*Supplied entries*:

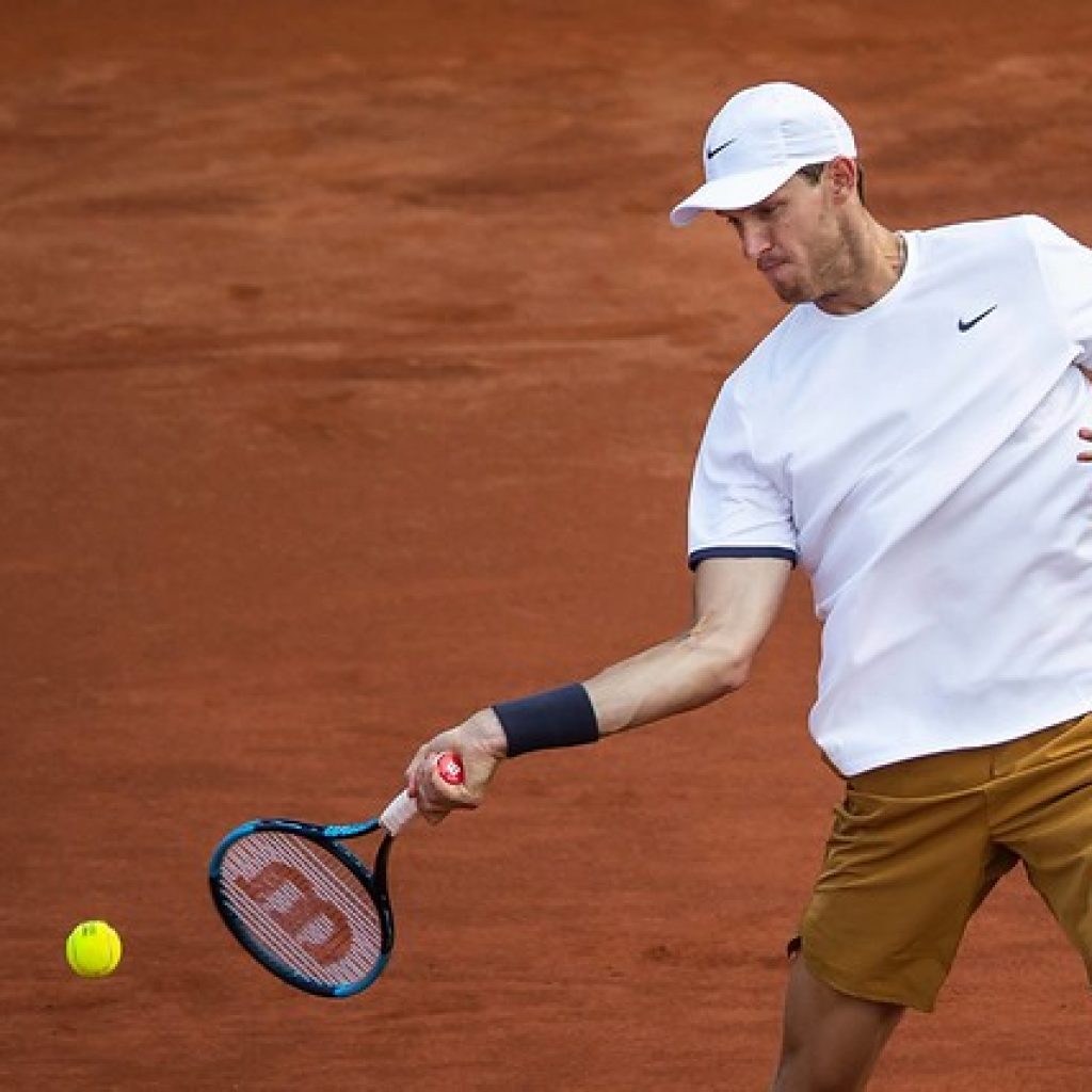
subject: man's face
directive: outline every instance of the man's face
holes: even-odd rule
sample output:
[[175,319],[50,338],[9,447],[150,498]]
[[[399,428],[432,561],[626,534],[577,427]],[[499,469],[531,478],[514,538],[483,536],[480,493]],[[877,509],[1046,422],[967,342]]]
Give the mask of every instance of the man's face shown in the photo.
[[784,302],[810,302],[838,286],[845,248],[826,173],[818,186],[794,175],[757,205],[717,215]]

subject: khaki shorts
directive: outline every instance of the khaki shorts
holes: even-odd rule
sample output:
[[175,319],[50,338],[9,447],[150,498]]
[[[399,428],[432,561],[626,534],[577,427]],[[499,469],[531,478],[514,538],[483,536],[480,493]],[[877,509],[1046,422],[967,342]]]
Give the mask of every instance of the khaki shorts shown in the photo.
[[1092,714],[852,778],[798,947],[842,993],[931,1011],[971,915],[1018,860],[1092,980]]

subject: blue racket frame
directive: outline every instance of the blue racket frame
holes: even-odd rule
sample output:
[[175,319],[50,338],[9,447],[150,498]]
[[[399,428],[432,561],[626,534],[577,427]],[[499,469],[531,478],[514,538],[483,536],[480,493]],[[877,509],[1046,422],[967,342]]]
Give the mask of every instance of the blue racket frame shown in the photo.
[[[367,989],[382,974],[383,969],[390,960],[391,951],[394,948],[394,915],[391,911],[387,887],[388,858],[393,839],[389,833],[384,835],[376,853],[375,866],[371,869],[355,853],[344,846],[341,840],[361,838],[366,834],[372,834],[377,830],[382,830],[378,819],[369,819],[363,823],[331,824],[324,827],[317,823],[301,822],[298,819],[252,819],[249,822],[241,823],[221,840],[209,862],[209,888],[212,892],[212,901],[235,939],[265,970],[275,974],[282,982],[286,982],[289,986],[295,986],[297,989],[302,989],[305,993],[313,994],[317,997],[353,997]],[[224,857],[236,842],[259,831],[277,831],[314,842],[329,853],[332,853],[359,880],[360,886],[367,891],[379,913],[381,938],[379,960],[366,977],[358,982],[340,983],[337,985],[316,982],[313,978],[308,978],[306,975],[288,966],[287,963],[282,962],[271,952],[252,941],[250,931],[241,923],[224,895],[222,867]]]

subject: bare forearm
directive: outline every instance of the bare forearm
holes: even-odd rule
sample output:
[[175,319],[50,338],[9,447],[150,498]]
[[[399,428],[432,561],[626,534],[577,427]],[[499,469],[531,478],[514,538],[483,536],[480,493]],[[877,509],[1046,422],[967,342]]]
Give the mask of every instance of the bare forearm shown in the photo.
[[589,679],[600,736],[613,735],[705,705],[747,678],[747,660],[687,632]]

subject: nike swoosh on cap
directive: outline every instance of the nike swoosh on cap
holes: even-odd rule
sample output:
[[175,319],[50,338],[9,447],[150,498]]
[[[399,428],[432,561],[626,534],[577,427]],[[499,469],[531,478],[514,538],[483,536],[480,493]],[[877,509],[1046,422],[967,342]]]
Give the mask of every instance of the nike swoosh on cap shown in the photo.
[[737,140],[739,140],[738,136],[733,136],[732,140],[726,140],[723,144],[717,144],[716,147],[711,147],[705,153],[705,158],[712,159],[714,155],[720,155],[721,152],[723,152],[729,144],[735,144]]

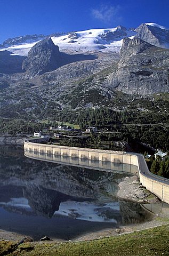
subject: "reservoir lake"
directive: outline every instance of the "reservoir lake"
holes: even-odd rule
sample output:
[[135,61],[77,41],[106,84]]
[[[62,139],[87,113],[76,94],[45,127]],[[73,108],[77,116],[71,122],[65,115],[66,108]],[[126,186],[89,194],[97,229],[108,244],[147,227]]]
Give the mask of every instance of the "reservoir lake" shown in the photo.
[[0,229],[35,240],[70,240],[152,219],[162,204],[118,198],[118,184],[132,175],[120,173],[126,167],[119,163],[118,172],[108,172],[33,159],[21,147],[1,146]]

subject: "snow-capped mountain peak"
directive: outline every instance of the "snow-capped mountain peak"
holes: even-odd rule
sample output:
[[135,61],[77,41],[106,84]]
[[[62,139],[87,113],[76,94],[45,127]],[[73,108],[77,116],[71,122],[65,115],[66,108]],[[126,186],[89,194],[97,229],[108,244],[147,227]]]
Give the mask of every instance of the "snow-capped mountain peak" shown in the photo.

*Written problem*:
Return every line of the items above that contains the word "bare".

*Expected answer*:
subject: bare forearm
directive: outline every instance of the bare forearm
Give the mask of every instance of the bare forearm shown in the photo.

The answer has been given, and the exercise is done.